* **EXERCISE**:
Give back the entire listing exactly as it was provided.
%%
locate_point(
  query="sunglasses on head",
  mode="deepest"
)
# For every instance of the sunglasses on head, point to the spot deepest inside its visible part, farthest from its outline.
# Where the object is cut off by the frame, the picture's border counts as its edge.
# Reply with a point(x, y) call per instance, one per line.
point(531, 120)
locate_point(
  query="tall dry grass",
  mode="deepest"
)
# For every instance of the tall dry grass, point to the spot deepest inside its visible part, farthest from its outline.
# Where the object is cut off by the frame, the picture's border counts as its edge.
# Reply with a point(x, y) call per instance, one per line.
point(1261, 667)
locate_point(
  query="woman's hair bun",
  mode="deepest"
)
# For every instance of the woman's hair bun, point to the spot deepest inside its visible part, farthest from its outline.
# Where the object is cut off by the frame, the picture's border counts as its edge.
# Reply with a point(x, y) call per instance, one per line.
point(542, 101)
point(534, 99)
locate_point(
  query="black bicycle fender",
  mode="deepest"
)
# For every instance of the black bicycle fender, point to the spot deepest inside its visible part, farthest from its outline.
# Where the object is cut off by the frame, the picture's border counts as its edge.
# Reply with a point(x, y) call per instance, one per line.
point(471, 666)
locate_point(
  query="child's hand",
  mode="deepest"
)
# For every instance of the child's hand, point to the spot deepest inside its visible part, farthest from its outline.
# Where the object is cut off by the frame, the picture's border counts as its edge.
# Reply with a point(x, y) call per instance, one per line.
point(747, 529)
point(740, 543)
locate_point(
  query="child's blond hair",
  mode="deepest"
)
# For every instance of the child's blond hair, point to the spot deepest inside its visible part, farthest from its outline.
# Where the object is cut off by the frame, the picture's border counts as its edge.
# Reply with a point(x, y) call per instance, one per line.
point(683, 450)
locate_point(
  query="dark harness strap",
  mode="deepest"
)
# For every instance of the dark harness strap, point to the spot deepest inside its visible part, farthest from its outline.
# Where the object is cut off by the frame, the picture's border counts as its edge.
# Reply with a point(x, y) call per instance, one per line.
%%
* **OUTPUT**:
locate_point(
  query="sunglasses on head",
  mode="deepest"
)
# For every instance of the sunglasses on head, point to the spot deepest inside its visible part, farthest from its outline.
# Where the object is cut off by the frame, the picture's border counts as its edge.
# Reply with a point(x, y) call per instance, one per line.
point(531, 120)
locate_point(
  query="tall dry grass",
  mode="deepest"
)
# For every instance of the tall dry grass, point to the spot deepest inside its visible part, farthest from its outline.
# Where the object is cut off by the frame, the picture's border counts as its edge.
# Reply with a point(x, y) call per instance, one per line.
point(1261, 667)
locate_point(
  query="woman's hair bun",
  mode="deepest"
)
# For every instance of the woman's hair bun, point to the spot deepest inside its visible part, farthest from its outline.
# Where the object is cut off by the frame, the picture's border counts as its edge.
# Reply with a point(x, y) call per instance, one per line.
point(542, 101)
point(534, 99)
locate_point(
  query="black bicycle fender",
  mode="deepest"
)
# For every instance of the black bicycle fender, point to the spot deepest inside its visible part, farthest from its outline.
# Where the object is cut off by the frame, the picture's border counts as its edge.
# Reply with a point(x, y) call per instance, one per line.
point(471, 666)
locate_point(
  query="child's hand",
  mode="deepest"
)
# For every instance of the child's hand, point to the spot deepest inside its visible part, farthest from its outline.
# Where the object is cut off by the frame, the picture's border counts as its edge.
# Reply with a point(x, y) call per instance, one per line.
point(747, 529)
point(740, 543)
locate_point(
  query="child's blond hair",
  mode="deepest"
)
# For every instance of the child's blond hair, point to the spot deepest inside its visible part, farthest from its outline.
# Where the object is cut off by the frame, the picture's border counts as its edge.
# Reply with a point(x, y) call per instance, one per line.
point(683, 450)
locate_point(
  query="dark harness strap",
  mode="deepest"
)
# For every instance of the dark harness strap, point to the spot deepest inside its visible part, farthest from its outline.
# Where the object is cut off by the frame, the picture's border counts as its edge.
# Reply with a point(x, y) call per instance, one per line.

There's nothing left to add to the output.